=== What you are asked to do ===
State the number of lines in the records underneath where the word "curly" turns up, and say nothing else.
Records supplied below:
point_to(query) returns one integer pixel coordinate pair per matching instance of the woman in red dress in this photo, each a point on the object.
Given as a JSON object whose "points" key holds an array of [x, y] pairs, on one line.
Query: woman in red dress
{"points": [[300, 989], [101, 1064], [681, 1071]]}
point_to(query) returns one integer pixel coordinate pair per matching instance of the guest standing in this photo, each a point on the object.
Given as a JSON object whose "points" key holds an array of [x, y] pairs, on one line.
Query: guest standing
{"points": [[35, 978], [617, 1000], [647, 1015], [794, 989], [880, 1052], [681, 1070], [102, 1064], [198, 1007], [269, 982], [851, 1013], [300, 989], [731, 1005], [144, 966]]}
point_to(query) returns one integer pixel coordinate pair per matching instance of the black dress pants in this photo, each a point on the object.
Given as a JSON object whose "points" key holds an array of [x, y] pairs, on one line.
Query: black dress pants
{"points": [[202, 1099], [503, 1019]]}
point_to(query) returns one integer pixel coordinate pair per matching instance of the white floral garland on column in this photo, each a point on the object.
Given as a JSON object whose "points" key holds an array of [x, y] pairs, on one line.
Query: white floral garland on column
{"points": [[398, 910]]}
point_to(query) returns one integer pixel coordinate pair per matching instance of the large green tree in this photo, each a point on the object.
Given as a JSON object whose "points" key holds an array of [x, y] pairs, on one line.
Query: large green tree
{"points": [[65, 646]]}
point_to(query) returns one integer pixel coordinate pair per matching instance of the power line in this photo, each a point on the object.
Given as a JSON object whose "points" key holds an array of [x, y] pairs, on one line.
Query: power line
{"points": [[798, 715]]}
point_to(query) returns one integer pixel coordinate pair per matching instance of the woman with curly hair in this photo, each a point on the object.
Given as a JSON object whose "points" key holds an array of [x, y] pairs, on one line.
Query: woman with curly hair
End of Records supplied.
=== Answer section ===
2